# Extrait du texte
<<<<

Fermeture de sites internet faisant l’apologie du terrorisme, installation d’une « boîte noire » chez les opérateurs télécoms, le projet de loi renseignement, présenté ce jeudi en Conseil des ministres peut faire craindre une atteinte aux libertés individuelles.

Réagir sous le coup de l’émotion n’a jamais été une bonne stratégie politique. Or l’opinion publique semble n’être guidée plus que par celle-ci. Que le peuple n’ait pas toutes les clés en main pour comprendre les événements et avoir une vue d’ensemble est compréhensible. Que des dirigeants politiques réagissent exactement pareil est plus inquiétant.

Après les attentats de Charlie Hebdo, une idée a surgi et a été reprise en boucle : un Patriot Act à la française est nécessaire et aurait pu éviter le drame. Un sondage adressé aux lecteurs du Parisien affichait le résultat suivant : sur 25 000 votants, près de 90% des sondés réclamaient des lois d’exception contre le terrorisme. Le député des Yvelines Valérie Pécresse twittait ceci lors de la marche républicaine : « Il faudra bien entendu un Patriot Act à la française. Il faut une réponse ferme et globale. » Même si elle a rétropédalé depuis, le mal est fait, l’idée est là.

Qu’est-ce que le Patriot Act ?

>>>>

# Extrait des données

<<<<

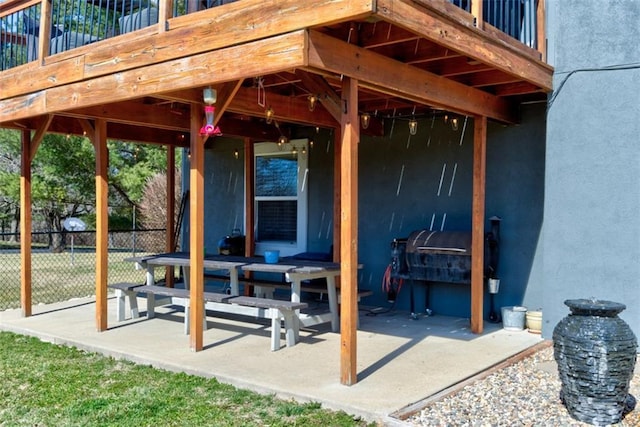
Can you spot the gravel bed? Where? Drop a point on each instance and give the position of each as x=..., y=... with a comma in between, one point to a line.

>>>>

# Consigne
D'après le texte sur le projet de loi renseignement, quelle part des votants au sondage adressé aux lecteurs du Parisien réclamait des lois d'exception contre le terrorisme ? Répondez en une phrase, s'il vous plaît.

# Corrigé
Près de 90 % des sondés, sur 25 000 votants, réclamaient des lois d'exception contre le terrorisme.